Data taken from a collection:
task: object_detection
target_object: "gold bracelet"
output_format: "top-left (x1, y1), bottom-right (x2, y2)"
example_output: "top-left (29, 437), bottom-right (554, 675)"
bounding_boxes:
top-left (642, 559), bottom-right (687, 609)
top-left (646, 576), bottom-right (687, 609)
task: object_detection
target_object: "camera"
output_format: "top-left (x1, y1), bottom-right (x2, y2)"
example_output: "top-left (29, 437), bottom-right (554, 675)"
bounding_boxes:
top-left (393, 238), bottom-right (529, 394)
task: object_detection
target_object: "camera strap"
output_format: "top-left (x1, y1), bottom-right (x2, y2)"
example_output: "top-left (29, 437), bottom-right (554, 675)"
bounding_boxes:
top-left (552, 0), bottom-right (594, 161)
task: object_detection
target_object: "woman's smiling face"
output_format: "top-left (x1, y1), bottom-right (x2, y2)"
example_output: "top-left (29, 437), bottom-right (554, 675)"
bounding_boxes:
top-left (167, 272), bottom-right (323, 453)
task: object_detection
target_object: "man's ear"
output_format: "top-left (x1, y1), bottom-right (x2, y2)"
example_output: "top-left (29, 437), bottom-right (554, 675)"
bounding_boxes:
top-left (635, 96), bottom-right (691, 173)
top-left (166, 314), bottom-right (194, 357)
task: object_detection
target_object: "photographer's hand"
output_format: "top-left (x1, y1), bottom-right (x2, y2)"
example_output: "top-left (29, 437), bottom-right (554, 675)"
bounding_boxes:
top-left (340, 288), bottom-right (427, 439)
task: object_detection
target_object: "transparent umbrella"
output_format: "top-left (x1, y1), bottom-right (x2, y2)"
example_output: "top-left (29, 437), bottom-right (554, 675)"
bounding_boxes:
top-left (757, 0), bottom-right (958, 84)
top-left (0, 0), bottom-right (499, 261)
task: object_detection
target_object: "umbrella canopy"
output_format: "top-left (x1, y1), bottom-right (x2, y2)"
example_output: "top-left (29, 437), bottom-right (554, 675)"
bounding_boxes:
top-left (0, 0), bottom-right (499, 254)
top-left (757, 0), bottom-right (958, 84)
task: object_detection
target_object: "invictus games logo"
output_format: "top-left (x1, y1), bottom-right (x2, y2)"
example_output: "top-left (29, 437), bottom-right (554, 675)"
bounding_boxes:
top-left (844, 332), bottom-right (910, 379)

◆ THE PROBLEM ◆
Arrange all of the lines above as a numbered list, leaving out any blank lines.

◆ RESULT OF THIS TASK ◆
1. task: object_detection
2. target_object: "gold bracelet"
3. output_format: "top-left (x1, y1), bottom-right (x2, y2)"
4. example_output: "top-left (29, 437), bottom-right (554, 675)"
5. bounding_boxes:
6. top-left (642, 559), bottom-right (687, 609)
7. top-left (646, 576), bottom-right (687, 609)
8. task: object_detection
9. target_object: "camera"
10. output_format: "top-left (x1, y1), bottom-right (x2, y2)"
11. example_output: "top-left (29, 437), bottom-right (554, 675)"
12. bounding_boxes:
13. top-left (393, 238), bottom-right (529, 394)
14. task: object_detection
15. target_object: "camera strap"
16. output_format: "top-left (x1, y1), bottom-right (x2, y2)"
17. example_output: "top-left (29, 437), bottom-right (554, 675)"
18. bounding_boxes:
19. top-left (552, 0), bottom-right (594, 161)
20. task: object_detection
21. target_object: "woman's smiling face"
22. output_format: "top-left (x1, y1), bottom-right (x2, y2)"
23. example_output: "top-left (29, 437), bottom-right (554, 675)"
24. bounding_boxes:
25. top-left (167, 272), bottom-right (323, 453)
26. task: object_detection
27. target_object: "man's ear"
28. output_format: "top-left (x1, y1), bottom-right (x2, y2)"
29. example_output: "top-left (29, 437), bottom-right (554, 675)"
30. bounding_boxes:
31. top-left (635, 96), bottom-right (691, 173)
32. top-left (166, 314), bottom-right (194, 357)
33. task: object_detection
34. target_object: "photographer's hand"
35. output_format: "top-left (x1, y1), bottom-right (x2, y2)"
36. example_output: "top-left (29, 437), bottom-right (554, 675)"
37. bounding_boxes:
38. top-left (340, 288), bottom-right (427, 439)
39. task: object_detection
40. target_object: "transparent umbrella"
41. output_format: "top-left (x1, y1), bottom-right (x2, y2)"
42. example_output: "top-left (29, 437), bottom-right (554, 675)"
43. bounding_boxes:
44. top-left (757, 0), bottom-right (958, 84)
45. top-left (0, 0), bottom-right (499, 261)
46. task: object_detection
47. target_object: "umbrella canopy"
48. output_format: "top-left (x1, y1), bottom-right (x2, y2)"
49. example_output: "top-left (29, 437), bottom-right (554, 675)"
50. bounding_boxes:
51. top-left (0, 0), bottom-right (499, 254)
52. top-left (757, 0), bottom-right (958, 84)
53. task: object_detection
54. target_object: "invictus games logo"
55. output_format: "top-left (x1, y1), bottom-right (x2, y2)"
56. example_output: "top-left (29, 437), bottom-right (554, 675)"
57. bounding_boxes:
58. top-left (844, 332), bottom-right (910, 379)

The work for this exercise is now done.